> **Dataset records**:
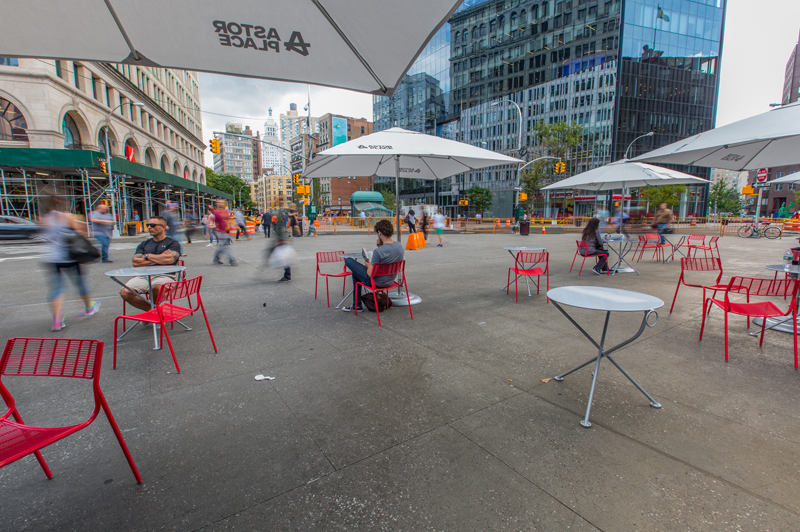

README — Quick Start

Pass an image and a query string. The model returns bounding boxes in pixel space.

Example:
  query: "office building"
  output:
[259,107,288,175]
[280,103,319,176]
[373,0,725,216]
[214,122,261,183]
[0,58,229,223]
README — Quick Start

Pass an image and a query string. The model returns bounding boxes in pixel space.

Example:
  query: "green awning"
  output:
[0,148,233,201]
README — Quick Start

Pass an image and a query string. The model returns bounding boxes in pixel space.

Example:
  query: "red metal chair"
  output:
[113,276,217,373]
[636,233,672,262]
[568,240,611,274]
[353,260,414,327]
[669,257,728,314]
[314,251,351,307]
[506,251,548,303]
[0,338,142,484]
[700,277,798,369]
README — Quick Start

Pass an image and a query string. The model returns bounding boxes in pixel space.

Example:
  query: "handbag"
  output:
[67,233,100,264]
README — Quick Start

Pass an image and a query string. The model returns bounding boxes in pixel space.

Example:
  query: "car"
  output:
[0,216,44,242]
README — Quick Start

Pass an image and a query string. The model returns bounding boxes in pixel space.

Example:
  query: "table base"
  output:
[550,306,661,429]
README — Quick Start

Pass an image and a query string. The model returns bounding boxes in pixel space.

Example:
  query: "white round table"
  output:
[547,286,664,428]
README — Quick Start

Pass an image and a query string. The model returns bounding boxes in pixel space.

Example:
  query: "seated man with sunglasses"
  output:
[119,216,181,311]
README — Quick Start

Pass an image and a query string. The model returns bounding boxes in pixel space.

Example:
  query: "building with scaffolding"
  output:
[0,58,231,229]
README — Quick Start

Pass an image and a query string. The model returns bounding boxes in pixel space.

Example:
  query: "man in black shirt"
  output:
[119,216,181,311]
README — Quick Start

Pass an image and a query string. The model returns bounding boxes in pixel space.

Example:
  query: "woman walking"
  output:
[42,196,100,332]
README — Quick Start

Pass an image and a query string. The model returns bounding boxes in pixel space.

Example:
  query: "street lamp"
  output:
[106,102,144,238]
[623,131,653,161]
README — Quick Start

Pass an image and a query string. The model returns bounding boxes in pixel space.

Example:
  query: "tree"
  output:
[641,185,686,211]
[206,168,258,209]
[467,185,492,213]
[708,180,742,215]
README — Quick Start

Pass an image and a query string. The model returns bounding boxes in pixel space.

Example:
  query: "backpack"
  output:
[361,291,392,312]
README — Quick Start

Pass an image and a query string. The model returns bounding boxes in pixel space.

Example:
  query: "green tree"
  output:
[467,185,492,213]
[708,180,743,215]
[206,168,258,209]
[641,185,686,211]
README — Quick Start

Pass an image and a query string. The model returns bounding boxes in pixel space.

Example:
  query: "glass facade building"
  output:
[373,0,725,217]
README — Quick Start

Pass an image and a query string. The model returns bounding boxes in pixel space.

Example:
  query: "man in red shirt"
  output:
[211,200,237,266]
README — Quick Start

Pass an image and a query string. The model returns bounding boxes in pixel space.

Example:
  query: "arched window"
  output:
[0,98,28,142]
[61,113,81,150]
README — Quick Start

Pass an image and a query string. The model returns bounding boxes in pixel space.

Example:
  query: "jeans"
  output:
[47,262,89,301]
[344,258,372,308]
[94,234,111,260]
[658,224,669,244]
[212,237,236,264]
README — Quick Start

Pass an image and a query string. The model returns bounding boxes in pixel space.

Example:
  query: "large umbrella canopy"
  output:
[542,160,708,190]
[0,0,462,96]
[303,127,522,244]
[632,102,800,171]
[303,127,522,179]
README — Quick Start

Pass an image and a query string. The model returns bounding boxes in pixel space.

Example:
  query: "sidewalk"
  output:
[0,234,800,532]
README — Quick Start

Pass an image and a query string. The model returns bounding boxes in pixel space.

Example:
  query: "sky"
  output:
[200,0,800,167]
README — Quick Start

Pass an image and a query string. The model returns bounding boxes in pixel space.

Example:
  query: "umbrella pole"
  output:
[394,155,403,243]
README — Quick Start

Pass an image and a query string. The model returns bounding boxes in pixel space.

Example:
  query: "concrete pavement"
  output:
[0,234,800,531]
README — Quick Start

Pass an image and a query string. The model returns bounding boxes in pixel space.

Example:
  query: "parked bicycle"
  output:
[739,218,783,240]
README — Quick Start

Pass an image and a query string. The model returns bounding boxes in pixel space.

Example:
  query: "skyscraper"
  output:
[373,0,725,216]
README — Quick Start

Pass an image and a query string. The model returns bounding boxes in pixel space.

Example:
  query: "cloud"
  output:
[199,73,372,168]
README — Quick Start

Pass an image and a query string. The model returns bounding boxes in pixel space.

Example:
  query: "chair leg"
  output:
[97,390,142,484]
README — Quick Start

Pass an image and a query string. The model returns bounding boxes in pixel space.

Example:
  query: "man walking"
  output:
[89,203,114,262]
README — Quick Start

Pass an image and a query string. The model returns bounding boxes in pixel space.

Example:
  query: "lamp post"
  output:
[106,102,144,238]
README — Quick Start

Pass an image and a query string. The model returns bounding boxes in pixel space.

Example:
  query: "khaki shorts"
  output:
[125,275,175,294]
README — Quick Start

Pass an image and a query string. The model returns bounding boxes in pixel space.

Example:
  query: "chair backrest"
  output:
[725,277,799,300]
[681,257,722,272]
[317,251,344,264]
[517,251,548,264]
[372,260,406,277]
[156,275,203,305]
[0,338,103,379]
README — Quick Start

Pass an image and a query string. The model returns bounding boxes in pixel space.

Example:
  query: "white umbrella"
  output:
[632,102,800,171]
[0,0,462,96]
[542,160,708,190]
[303,127,522,305]
[303,127,522,236]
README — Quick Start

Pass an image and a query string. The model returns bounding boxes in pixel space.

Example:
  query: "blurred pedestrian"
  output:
[89,203,115,262]
[580,218,608,275]
[211,200,237,266]
[653,203,673,244]
[42,196,100,332]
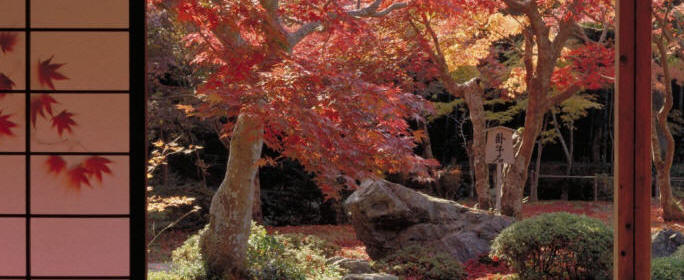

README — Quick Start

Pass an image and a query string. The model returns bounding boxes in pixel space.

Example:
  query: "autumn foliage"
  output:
[162,0,444,196]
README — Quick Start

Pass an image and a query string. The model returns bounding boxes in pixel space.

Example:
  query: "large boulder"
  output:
[651,228,684,258]
[345,180,513,262]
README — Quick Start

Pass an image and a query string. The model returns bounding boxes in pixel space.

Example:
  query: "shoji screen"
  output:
[0,0,145,279]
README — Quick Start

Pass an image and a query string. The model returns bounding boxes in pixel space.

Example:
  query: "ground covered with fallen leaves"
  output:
[149,201,684,280]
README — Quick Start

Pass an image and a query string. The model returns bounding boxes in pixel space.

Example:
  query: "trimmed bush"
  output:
[148,224,341,280]
[651,256,684,280]
[373,247,466,280]
[492,212,613,280]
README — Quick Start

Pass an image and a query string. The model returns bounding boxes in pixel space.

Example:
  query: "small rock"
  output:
[651,228,684,258]
[334,259,373,274]
[345,180,513,262]
[342,273,399,280]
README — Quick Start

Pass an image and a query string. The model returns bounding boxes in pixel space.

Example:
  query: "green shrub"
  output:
[148,224,341,280]
[492,213,613,280]
[373,246,466,280]
[651,256,684,280]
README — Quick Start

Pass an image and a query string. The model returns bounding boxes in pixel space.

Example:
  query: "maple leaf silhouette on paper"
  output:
[0,73,14,90]
[30,94,59,127]
[45,156,112,191]
[52,110,76,136]
[0,111,17,136]
[83,156,112,183]
[38,56,69,90]
[67,164,93,190]
[45,156,66,174]
[0,32,17,53]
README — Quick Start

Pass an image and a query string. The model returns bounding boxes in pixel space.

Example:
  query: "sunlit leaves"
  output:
[0,32,17,53]
[153,0,433,195]
[0,111,17,138]
[45,156,113,191]
[52,110,76,136]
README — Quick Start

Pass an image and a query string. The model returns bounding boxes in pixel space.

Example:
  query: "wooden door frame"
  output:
[613,0,652,280]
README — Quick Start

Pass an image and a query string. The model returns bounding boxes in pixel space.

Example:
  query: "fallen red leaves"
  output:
[463,255,512,280]
[45,156,112,191]
[0,73,14,90]
[52,110,76,136]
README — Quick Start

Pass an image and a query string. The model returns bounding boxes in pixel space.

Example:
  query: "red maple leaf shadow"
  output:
[67,164,92,190]
[0,32,17,53]
[52,110,76,136]
[0,111,17,136]
[0,73,14,90]
[38,56,69,90]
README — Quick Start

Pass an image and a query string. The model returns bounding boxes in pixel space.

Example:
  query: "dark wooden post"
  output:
[614,0,651,280]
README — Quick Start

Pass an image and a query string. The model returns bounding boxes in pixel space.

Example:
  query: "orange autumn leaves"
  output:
[30,94,77,136]
[45,156,112,191]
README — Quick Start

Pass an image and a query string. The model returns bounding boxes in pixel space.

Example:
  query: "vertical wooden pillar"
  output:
[614,0,651,280]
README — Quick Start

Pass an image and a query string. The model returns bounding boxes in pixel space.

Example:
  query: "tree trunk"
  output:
[252,174,264,224]
[651,37,684,221]
[200,113,263,280]
[463,82,492,210]
[501,95,545,219]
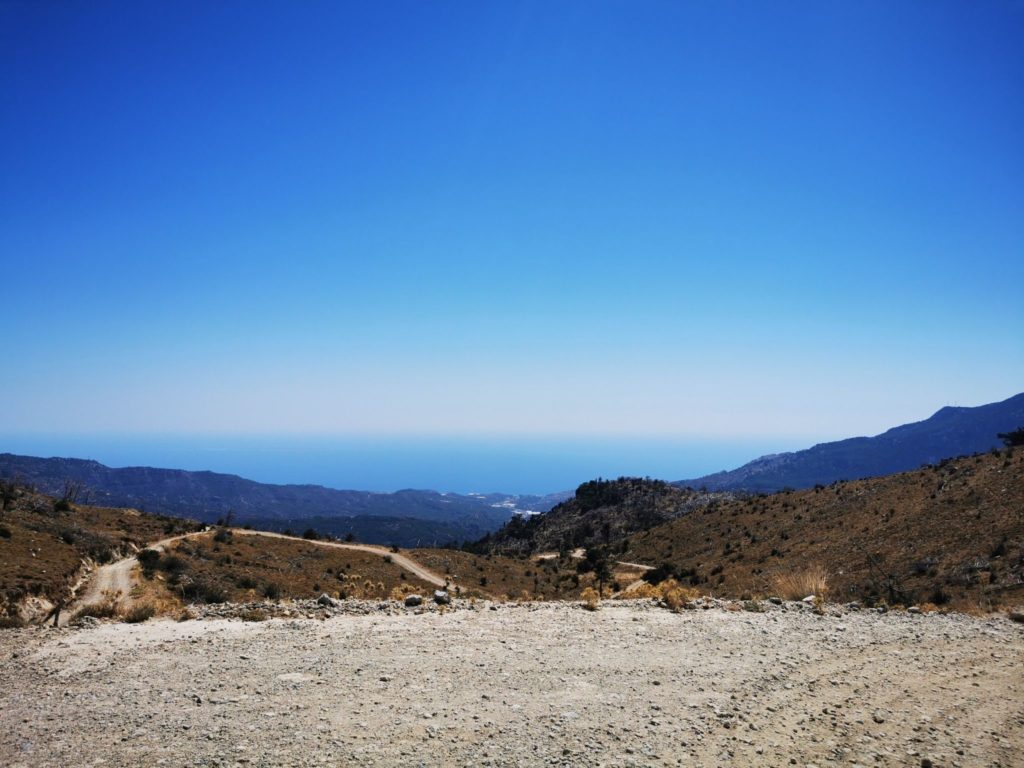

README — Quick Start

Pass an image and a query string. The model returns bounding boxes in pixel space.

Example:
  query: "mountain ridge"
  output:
[0,454,558,546]
[673,392,1024,493]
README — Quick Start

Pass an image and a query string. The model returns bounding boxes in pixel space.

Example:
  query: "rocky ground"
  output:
[0,601,1024,768]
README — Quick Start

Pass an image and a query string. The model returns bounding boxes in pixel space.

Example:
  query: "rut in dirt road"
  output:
[59,528,449,627]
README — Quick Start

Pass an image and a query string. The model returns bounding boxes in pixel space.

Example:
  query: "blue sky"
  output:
[0,1,1024,448]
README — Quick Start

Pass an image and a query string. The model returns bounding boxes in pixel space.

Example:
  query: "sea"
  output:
[0,434,808,495]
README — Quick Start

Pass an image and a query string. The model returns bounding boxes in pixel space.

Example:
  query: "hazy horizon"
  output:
[0,0,1024,456]
[0,434,809,495]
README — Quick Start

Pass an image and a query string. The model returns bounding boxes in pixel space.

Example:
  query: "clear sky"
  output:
[0,0,1024,448]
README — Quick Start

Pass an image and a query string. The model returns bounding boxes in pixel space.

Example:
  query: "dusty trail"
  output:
[60,528,447,627]
[231,528,447,587]
[0,601,1024,768]
[59,530,207,627]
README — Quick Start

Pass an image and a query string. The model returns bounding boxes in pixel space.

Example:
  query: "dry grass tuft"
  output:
[772,565,828,600]
[121,603,157,624]
[657,579,700,610]
[580,587,601,610]
[75,600,118,621]
[618,582,662,600]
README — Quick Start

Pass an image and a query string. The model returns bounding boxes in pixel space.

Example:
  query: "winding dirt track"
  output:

> **Exercise description**:
Copy the data again from its start through the line containing "[0,148,233,201]", replacing "pixel space" with "pixel coordinates" and changing nothing else. Leave out the pictures.

> **Expected output**:
README — Quick Start

Pass an image and a query string. The model returns bounding boxes in pixel coordinates.

Example:
  query: "office building"
  output:
[259,107,288,175]
[280,103,319,176]
[373,0,725,216]
[214,122,261,183]
[0,58,229,223]
README — Quick Start

Pass an image and a query string. The model returns bounding boxes in pixel coordinates.

Example:
  query: "green awning"
  output:
[0,148,233,201]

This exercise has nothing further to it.